━━━ PAGE TEXT ━━━
Yes, those numbers are different and that should explain the different
size. I think you should be able to find some information in the
Alfresco or Solr log. There must be a reason about the missing content.
For example, are those numbers coming from two comparable snapshots? In
other words, I imagine that at a given moment X you rsync-ed the two servers
* 5.365.213 is the numDocs you got just after the sync, isn't it?
* 4.537.651 is the numDocs you got in the staging server after the
reindexing isn't it? Are you sure the whole reindexing is completed?
MaxDocs is the number of documents you have in the index including the
deleted docs not yet cleared by a merge. In the console you should also
see the "Deleted docs" count which should be equal to (maxdocs - numdocs)
Ciao
Andrea
On 08/02/2019 15:53, Mathieu Menard wrote:
Hi Andrea,
I’ve checked this information and here is the result:
PRODUCTION
STAGING
*numDocs*
5.365.213
4.537.651
*MaxDoc*
5.845.469
5.129.556
It seems that there is more than 800.00 docs in PRODUCTION that will
explain the size of indexes more important. But there is a thing that
I don’t understand, we have copied the DB and the contenstore the
numDocs for the two environments should be the same no?
Could you also explain me the meaning of the maxDocs value pleases?
━━━
REQUIRED ACTIONS
1 > In the Solr index thread, what does MaxDocs count?
2 > Set down the passage of the Solr index thread starting with "Yes, those numbers" and going on through "sync, isn't it?".
3 > Resume the Solr index thread from its last line and keep writing.
━━━ ENTRIES SUPPLIED ━━━
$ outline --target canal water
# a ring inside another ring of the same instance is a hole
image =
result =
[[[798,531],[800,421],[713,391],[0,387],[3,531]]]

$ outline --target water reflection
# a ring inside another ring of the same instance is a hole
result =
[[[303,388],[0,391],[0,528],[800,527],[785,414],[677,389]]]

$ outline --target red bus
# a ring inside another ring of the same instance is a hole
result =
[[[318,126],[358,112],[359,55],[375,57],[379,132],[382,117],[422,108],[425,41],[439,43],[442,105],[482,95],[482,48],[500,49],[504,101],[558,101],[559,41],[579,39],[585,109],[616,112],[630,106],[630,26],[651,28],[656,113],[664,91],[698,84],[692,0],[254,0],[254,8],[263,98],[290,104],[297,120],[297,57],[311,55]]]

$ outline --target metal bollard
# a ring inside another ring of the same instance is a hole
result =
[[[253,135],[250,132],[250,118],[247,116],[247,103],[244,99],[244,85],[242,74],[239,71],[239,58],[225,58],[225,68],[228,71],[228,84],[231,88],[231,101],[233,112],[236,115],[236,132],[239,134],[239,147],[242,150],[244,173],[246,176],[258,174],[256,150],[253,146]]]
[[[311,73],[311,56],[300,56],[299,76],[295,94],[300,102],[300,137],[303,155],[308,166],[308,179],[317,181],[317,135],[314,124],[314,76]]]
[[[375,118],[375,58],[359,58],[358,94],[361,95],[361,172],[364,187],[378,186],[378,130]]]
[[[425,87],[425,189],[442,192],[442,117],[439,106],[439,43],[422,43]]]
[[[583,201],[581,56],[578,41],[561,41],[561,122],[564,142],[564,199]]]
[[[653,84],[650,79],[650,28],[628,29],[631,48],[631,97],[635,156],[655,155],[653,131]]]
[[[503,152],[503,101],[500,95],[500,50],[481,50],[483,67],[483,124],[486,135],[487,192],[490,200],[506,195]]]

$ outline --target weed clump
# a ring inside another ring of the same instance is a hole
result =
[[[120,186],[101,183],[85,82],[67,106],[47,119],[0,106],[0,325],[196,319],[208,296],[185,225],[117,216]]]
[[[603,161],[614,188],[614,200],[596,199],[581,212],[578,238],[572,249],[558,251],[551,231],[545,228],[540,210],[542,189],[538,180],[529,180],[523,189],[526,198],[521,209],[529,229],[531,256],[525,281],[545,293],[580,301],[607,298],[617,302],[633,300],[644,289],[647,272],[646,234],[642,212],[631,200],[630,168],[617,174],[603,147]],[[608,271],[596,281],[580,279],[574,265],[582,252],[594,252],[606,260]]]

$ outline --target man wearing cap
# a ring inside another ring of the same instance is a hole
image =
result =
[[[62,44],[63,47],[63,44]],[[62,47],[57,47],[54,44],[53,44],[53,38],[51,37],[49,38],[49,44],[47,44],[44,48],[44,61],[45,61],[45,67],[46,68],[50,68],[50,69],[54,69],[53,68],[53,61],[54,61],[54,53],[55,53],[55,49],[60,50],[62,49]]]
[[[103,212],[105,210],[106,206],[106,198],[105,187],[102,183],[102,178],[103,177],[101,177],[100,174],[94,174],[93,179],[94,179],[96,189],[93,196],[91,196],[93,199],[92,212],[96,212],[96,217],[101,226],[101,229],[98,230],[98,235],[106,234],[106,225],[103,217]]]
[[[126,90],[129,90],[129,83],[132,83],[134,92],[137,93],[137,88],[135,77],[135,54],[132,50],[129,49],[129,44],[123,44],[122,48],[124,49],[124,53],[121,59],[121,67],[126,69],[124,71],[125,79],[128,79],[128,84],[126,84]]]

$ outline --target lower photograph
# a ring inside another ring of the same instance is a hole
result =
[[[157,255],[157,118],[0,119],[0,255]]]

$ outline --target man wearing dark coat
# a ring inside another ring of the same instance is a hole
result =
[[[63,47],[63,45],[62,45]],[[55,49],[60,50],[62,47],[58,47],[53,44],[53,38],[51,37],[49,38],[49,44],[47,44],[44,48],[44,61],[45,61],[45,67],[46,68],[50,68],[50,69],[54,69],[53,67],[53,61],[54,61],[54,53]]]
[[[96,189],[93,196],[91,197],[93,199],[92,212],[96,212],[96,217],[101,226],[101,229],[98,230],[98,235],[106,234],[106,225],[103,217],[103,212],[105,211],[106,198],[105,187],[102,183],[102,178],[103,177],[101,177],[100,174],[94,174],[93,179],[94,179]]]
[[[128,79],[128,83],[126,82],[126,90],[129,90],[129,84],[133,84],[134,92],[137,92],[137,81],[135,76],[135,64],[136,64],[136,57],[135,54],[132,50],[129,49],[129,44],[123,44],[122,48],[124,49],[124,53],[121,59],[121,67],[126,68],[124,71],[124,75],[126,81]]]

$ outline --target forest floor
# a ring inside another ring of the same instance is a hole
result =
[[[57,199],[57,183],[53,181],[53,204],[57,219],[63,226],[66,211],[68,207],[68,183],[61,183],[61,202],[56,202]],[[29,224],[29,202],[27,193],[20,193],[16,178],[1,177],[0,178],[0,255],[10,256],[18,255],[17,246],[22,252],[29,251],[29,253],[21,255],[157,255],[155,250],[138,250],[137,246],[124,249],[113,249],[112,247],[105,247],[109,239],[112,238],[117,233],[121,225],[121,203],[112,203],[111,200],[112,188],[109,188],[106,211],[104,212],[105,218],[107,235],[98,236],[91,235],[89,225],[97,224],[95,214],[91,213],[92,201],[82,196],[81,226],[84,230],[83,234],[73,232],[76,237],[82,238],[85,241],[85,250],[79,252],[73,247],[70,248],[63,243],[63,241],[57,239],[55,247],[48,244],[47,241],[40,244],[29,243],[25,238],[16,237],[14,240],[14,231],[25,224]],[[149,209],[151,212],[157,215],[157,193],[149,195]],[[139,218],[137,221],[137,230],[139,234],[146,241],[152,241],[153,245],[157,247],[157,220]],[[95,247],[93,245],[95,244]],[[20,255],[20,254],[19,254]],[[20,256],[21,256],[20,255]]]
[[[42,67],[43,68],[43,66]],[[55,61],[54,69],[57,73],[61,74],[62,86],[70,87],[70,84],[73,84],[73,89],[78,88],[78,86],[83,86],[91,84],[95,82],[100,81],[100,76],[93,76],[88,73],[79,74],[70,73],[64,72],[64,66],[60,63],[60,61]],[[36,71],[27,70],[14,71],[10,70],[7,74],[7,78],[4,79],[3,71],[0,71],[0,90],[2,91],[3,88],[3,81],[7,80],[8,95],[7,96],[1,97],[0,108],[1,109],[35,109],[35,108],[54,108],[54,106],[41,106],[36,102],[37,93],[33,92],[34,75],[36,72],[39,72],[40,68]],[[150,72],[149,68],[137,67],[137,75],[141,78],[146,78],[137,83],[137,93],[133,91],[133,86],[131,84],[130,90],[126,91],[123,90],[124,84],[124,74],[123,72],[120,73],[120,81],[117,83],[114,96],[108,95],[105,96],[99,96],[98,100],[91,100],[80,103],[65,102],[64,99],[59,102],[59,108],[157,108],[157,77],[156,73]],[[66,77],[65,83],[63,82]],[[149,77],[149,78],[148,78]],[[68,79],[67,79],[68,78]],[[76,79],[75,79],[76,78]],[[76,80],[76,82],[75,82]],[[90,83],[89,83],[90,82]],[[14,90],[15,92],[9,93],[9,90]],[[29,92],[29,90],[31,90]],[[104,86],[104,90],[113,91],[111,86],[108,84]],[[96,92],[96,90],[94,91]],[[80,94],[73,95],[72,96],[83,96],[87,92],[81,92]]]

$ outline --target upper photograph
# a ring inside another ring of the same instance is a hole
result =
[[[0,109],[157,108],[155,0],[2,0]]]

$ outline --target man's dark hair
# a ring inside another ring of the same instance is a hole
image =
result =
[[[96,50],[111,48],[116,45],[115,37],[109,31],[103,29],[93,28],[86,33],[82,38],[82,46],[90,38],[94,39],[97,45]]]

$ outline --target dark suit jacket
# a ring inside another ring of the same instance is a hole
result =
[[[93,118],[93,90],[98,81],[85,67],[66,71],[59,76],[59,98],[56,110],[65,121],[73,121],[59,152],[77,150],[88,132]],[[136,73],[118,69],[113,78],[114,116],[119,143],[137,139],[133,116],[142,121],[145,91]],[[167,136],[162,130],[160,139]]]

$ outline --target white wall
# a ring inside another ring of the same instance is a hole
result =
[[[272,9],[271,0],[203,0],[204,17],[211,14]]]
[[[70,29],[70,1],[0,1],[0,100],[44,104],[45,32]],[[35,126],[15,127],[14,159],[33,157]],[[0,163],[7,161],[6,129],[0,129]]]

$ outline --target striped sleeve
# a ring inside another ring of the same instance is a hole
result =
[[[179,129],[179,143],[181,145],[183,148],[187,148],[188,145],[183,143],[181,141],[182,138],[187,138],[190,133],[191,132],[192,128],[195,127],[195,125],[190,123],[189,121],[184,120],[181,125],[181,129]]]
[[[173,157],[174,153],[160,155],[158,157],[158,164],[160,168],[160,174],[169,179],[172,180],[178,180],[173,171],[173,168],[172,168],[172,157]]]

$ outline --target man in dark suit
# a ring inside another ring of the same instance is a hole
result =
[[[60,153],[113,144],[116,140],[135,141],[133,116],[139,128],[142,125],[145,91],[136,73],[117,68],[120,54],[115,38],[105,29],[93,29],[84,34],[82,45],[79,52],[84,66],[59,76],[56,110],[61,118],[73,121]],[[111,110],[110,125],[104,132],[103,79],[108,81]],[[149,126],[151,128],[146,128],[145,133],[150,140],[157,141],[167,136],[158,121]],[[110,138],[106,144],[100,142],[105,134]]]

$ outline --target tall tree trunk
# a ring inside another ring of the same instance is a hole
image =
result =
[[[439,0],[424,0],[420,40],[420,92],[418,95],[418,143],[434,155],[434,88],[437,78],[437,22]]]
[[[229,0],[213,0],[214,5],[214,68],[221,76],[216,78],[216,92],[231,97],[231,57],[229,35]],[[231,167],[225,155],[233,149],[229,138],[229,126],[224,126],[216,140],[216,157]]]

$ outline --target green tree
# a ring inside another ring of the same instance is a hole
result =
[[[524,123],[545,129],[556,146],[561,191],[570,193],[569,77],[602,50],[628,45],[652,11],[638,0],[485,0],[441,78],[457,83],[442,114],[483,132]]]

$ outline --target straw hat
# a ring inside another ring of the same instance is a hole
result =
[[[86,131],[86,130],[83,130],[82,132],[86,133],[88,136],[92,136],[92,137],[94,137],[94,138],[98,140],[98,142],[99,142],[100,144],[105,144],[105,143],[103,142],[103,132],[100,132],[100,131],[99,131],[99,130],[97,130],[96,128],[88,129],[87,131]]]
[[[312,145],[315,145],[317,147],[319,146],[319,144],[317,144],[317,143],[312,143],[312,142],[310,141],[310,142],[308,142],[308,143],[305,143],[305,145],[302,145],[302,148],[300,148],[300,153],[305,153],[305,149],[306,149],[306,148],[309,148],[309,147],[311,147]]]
━━━
RESULTS IN ORDER
1 > The number of documents in the index, including deleted docs not yet cleared by a merge.

2 >
Yes, those numbers are different and that should explain the different
size. I think you should be able to find some information in the
Alfresco or Solr log. There must be a reason about the missing content.
For example, are those numbers coming from two comparable snapshots? In
other words, I imagine that at a given moment X you rsync-ed the two servers
* 5.365.213 is the numDocs you got just after the sync, isn't it?

3 >
Thanks
Matthieu
*From:*Andrea Gazzarini [mailto:a.gazzar...@sease.io]
*Sent:* vendredi 8 février 2019 14:54
*To:* solr-user@lucene.apache.org
*Subject:* Re: Solr Index Size after reindex
Hi Mathieu,
what about the docs in the two infrastructures? Do they have the same
numbers (numdocs / maxdocs)? Any meaningful message (error or not) in
log files?
Andrea
On 08/02/2019 14:19, Mathieu Menard wrote:
Hello,
I would like to have your point of view about an observation we
have made on our two alfresco install (Production and Staging
environment) and more specifically on the size of our solr indexes
on these two environments.
Regularly we do a rsync between the Production and the Staging
environment, we make a copy of the Alfresco’s DB and a copy of the
entire contenstore after that we reindex all the alfresco content.
We have noticed that for the production environment we have 19 Gb
of indexes while in the staging we have “only” 11. Gb of indexes.
We have some difficulties to understand this difference because we
assume that the indexes optimization in the same for a full
reindex or for the normal use of solr.
I’ve verified the configuration between the two solr instances and
I don’t see any differences could you help me to better understand
this phenomenon.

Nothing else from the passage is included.